§ **What to do**
Rewrite the material as a numbered list with blank lines omitted, starting with the line that contains "any drain cover." and going on through the line that contains "(338, 182), (370, 189)", both included.

Start of Data for this task

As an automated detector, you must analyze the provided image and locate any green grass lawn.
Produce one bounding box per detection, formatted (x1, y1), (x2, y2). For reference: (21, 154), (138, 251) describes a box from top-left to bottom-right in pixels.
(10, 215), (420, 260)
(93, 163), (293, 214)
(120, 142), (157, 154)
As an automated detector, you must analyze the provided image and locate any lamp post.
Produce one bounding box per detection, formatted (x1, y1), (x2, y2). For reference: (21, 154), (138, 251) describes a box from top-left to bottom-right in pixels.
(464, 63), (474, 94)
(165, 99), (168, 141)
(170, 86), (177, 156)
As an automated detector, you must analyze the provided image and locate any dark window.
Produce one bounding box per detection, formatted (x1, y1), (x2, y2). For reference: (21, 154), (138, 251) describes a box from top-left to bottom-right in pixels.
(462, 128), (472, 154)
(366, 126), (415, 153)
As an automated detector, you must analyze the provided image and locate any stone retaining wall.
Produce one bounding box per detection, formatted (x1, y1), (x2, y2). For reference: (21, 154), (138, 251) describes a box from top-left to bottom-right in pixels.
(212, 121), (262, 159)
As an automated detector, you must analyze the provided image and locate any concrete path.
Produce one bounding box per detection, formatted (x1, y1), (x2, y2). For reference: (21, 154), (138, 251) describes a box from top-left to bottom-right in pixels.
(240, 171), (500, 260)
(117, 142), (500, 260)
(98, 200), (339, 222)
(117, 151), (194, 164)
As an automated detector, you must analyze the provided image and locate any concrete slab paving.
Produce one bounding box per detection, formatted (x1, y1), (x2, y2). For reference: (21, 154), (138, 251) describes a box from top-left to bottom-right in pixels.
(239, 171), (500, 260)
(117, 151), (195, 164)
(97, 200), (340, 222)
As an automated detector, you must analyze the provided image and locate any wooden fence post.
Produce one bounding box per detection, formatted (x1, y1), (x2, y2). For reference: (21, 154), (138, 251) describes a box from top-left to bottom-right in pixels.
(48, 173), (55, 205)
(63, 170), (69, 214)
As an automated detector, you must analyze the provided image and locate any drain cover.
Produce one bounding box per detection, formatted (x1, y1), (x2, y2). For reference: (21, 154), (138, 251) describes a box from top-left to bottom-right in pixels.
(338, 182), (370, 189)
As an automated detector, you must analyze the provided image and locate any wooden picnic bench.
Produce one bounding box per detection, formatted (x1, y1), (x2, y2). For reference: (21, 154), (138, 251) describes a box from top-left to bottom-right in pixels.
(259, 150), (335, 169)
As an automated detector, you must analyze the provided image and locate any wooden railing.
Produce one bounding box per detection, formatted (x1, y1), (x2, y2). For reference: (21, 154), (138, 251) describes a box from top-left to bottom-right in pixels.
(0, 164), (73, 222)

End of Data for this task

§ **Response for this exercise**
1. As an automated detector, you must analyze the provided image and locate any drain cover.
2. Produce one bounding box per detection, formatted (x1, y1), (x2, y2). For reference: (21, 154), (138, 251) describes a box from top-left to bottom-right in pixels.
3. (338, 182), (370, 189)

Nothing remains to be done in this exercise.